═════ READING PASSAGE

In my opinion I believe James Longstreet was the south’s best general, he encouraged the idea of defensive warfare and was just brilliant. Robert E. Lee was the famous one, and while he was skilled, his ego got in the way of the south’s interests, and I believe he is responsible for the loss of the war. …
You are right, Longstreet could of changed history, but he hesitated to attack the Union left flank during the second day of the Battle of Gettysburg. If he had attacked sooner, he would of captured Little Round Top before the Union troops arrived, and that would of changed the outcome of the battle, and maybe the war.
In my opinion, the North’s best was General George Thomas, known as the Rock of Chickamauga.
I think the South’s best was Albert Sidney Johnston, but unfortunately for the South, he was killed in 1862, which leaves Robert E. Lee.

══════════
═════ DATASET EXTRACT

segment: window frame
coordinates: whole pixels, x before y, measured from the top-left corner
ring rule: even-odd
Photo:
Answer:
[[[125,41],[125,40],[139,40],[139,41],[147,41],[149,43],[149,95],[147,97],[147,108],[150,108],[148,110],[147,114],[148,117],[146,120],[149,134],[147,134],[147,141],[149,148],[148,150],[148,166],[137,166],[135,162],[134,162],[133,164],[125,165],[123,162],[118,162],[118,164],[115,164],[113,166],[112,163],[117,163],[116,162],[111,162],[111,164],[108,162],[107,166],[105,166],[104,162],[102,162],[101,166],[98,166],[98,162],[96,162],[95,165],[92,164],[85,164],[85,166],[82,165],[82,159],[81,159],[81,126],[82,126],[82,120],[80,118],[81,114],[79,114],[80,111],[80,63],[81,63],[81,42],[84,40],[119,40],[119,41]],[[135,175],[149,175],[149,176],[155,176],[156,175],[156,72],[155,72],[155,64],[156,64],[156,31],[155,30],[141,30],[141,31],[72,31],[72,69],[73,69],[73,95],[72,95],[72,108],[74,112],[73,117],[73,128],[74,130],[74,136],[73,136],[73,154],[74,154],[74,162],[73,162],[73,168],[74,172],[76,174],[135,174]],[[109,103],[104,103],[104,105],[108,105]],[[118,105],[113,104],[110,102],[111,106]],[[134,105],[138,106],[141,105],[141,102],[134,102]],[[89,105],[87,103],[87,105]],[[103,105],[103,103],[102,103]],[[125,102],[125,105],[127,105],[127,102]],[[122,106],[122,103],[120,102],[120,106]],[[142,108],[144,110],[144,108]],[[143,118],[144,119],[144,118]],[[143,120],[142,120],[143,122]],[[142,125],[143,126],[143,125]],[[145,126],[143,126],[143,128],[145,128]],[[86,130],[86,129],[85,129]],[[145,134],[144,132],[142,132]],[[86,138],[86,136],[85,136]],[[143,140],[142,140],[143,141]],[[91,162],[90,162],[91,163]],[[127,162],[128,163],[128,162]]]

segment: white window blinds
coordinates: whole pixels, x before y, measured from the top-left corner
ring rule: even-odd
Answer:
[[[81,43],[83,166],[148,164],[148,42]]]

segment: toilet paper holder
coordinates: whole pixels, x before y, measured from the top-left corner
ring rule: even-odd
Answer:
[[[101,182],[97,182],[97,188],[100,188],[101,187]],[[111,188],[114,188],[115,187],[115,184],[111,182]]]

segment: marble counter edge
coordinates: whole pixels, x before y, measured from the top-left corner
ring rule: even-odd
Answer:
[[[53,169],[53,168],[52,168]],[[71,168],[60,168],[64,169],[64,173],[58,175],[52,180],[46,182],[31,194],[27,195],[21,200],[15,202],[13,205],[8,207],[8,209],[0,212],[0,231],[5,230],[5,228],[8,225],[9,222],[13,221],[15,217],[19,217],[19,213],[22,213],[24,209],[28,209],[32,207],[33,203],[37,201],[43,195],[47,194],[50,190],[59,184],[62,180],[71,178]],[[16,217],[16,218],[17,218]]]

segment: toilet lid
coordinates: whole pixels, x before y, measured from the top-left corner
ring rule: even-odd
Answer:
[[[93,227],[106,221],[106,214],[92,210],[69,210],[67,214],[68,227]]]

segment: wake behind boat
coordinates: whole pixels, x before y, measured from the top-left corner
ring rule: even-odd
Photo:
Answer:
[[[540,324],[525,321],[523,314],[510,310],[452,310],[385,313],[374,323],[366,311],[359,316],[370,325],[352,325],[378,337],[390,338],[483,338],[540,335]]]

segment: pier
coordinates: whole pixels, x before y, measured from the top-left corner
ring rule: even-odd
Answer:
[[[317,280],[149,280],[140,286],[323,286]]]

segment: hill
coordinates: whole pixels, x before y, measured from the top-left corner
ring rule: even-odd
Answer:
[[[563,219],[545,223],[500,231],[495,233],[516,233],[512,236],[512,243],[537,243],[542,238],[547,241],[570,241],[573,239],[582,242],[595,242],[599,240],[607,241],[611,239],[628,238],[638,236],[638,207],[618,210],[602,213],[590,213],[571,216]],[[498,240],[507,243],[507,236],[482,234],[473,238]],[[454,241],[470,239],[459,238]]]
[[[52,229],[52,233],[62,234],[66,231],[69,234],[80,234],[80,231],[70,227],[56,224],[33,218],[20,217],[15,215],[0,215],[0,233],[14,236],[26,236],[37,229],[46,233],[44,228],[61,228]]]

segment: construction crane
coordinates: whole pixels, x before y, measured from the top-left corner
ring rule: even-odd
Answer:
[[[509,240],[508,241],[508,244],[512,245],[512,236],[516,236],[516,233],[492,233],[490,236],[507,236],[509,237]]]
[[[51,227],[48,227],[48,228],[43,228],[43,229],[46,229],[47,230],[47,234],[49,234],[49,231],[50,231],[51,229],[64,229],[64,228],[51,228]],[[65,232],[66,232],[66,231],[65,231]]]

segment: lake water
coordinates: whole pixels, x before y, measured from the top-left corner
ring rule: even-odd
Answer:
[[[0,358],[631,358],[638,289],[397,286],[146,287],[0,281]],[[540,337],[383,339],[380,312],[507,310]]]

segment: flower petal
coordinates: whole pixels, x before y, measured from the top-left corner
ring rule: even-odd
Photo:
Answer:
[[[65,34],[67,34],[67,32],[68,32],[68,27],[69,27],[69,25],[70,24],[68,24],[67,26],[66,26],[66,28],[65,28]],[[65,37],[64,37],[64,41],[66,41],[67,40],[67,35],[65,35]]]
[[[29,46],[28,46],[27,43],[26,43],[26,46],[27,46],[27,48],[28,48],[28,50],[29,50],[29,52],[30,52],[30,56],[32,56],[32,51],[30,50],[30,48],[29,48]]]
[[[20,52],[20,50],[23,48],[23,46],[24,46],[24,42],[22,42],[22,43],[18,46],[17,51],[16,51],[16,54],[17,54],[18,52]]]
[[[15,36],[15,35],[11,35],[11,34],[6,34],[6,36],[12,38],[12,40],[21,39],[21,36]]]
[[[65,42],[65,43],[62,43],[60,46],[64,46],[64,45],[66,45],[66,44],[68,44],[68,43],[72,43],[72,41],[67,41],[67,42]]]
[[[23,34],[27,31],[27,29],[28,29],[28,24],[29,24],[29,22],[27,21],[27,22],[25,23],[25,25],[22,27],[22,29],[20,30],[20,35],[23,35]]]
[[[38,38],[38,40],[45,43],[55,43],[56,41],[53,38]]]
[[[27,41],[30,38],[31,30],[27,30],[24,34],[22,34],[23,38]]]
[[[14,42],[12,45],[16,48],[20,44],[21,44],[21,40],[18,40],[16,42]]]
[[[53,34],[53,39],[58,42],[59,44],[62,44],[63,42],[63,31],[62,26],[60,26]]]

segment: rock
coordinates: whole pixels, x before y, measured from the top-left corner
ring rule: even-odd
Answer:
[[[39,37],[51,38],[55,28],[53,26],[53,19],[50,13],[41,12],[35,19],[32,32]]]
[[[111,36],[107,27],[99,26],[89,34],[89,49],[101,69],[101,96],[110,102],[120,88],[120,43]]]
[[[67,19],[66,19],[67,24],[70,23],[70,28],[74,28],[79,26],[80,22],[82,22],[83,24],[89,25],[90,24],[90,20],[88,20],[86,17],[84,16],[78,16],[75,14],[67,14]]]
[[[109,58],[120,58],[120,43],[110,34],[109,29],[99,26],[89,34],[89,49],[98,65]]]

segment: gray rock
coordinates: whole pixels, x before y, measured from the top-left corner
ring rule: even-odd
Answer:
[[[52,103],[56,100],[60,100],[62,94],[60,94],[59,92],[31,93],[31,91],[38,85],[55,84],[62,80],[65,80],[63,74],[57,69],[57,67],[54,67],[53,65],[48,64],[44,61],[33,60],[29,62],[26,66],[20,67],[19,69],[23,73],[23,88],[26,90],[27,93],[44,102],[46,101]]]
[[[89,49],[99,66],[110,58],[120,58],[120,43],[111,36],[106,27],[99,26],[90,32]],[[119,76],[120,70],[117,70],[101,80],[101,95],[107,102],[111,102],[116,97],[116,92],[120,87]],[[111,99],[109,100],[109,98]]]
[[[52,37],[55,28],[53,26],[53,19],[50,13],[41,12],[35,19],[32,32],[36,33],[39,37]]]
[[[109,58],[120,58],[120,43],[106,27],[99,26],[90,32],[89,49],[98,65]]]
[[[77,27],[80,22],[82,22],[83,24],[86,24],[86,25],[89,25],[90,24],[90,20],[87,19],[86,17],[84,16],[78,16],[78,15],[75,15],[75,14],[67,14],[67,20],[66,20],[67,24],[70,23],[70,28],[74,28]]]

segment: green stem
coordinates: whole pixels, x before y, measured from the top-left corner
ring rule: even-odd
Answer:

══════════

EXERCISE REQUIREMENTS:
1. From the discussion of Civil War generals, output the passage between "In my opinion I" and "maybe the war.", inclusive.
2. Condense the paragraph of the discussion of Civil War generals that begins "You are right, Longstreet could" into a shorter version that keeps its main facts.
The material above comes from another source.

EXPECTED RESPONSES:
1.
In my opinion I believe James Longstreet was the south’s best general, he encouraged the idea of defensive warfare and was just brilliant. Robert E. Lee was the famous one, and while he was skilled, his ego got in the way of the south’s interests, and I believe he is responsible for the loss of the war. …
You are right, Longstreet could of changed history, but he hesitated to attack the Union left flank during the second day of the Battle of Gettysburg. If he had attacked sooner, he would of captured Little Round Top before the Union troops arrived, and that would of changed the outcome of the battle, and maybe the war.

2. Longstreet might have changed history, but on the second day at Gettysburg he was slow to attack the Union left flank. Attacking sooner would have taken Little Round Top before Union troops arrived, which could have changed the battle's outcome and perhaps the war's.